## Task description
Copy only the lines between the one containing "Where can the boat cover" and the end of the records, both included, leaving out pictures.

Stored entries
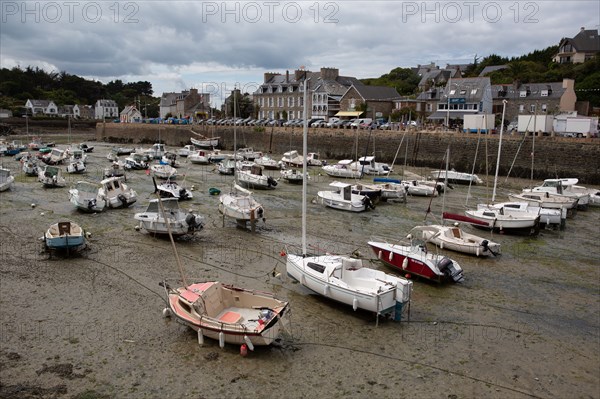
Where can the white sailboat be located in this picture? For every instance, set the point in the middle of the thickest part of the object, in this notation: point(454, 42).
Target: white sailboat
point(239, 203)
point(343, 278)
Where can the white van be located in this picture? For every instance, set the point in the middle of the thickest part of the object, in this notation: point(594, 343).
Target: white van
point(356, 124)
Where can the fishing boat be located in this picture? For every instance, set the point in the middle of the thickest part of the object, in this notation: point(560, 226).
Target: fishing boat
point(64, 236)
point(342, 198)
point(240, 205)
point(250, 175)
point(345, 168)
point(170, 189)
point(247, 154)
point(199, 157)
point(367, 165)
point(86, 148)
point(268, 163)
point(51, 176)
point(75, 166)
point(6, 179)
point(292, 158)
point(495, 218)
point(179, 223)
point(413, 257)
point(452, 176)
point(116, 193)
point(55, 157)
point(186, 150)
point(29, 164)
point(456, 239)
point(343, 278)
point(226, 166)
point(205, 142)
point(136, 161)
point(163, 171)
point(293, 175)
point(170, 158)
point(85, 196)
point(229, 314)
point(116, 169)
point(559, 187)
point(546, 200)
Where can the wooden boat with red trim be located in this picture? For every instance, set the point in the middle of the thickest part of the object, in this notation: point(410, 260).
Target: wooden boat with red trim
point(226, 313)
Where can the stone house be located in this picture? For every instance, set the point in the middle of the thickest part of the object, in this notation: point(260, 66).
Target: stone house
point(460, 97)
point(584, 46)
point(534, 98)
point(283, 96)
point(130, 114)
point(83, 111)
point(42, 107)
point(188, 103)
point(106, 109)
point(378, 99)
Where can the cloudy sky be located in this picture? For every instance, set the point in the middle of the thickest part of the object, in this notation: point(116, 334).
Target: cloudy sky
point(212, 45)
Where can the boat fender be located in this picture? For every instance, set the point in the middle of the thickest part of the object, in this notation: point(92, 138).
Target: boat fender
point(248, 343)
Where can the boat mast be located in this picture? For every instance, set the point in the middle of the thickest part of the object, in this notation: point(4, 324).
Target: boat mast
point(499, 149)
point(234, 139)
point(304, 155)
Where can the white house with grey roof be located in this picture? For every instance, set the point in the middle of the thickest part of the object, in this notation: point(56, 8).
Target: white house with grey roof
point(42, 107)
point(282, 96)
point(463, 96)
point(584, 46)
point(106, 109)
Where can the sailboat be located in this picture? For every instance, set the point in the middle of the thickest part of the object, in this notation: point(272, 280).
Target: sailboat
point(239, 203)
point(453, 237)
point(224, 312)
point(345, 278)
point(492, 217)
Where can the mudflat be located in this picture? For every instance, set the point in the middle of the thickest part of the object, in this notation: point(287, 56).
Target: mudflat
point(522, 324)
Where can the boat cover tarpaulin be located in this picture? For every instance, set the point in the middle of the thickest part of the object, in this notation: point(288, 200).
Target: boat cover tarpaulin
point(463, 218)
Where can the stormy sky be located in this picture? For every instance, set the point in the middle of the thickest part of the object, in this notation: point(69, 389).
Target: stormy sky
point(212, 45)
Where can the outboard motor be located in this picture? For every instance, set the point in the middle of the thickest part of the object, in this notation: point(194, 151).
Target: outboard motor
point(123, 199)
point(451, 270)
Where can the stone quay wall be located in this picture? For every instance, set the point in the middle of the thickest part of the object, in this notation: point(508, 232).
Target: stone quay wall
point(553, 156)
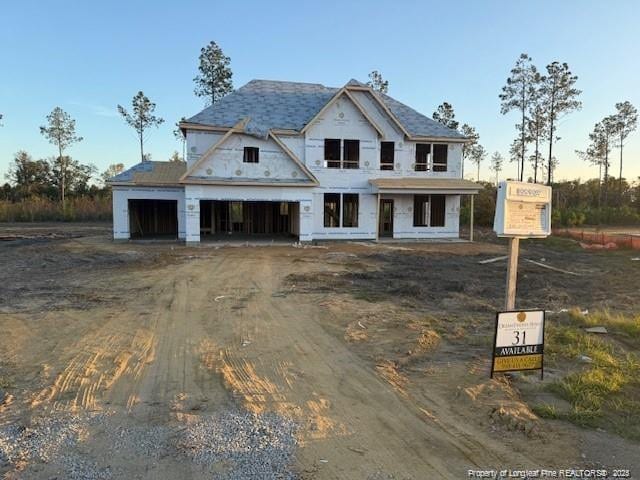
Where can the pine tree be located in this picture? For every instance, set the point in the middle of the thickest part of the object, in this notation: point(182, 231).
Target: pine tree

## Exercise solution
Where can the boat cover tarpaulin be located in this picture? For every instance, set the point in the middle of the thickest part of the object, in this notation: point(288, 200).
Target: boat cover tarpaulin
point(463, 218)
Where can the stormy sky be located in this picture? For every instance, set the point in the middle of the thickest part of the object, in this notation: point(69, 389).
Target: stormy sky
point(212, 45)
Where can the outboard motor be located in this picture? For every instance, set the point in the middle of the thickest part of the object, in this notation: point(194, 151).
Target: outboard motor
point(123, 199)
point(451, 270)
Where can the stone quay wall be located in this picture? For every instance, set the point in the middle of the thickest part of the object, in this notation: point(508, 232).
Target: stone quay wall
point(553, 156)
Where can the pine tree be located in this picture? For every instance, set the point in the middle of the thickest part of the object, in this notation: point(182, 231).
Target: pine tree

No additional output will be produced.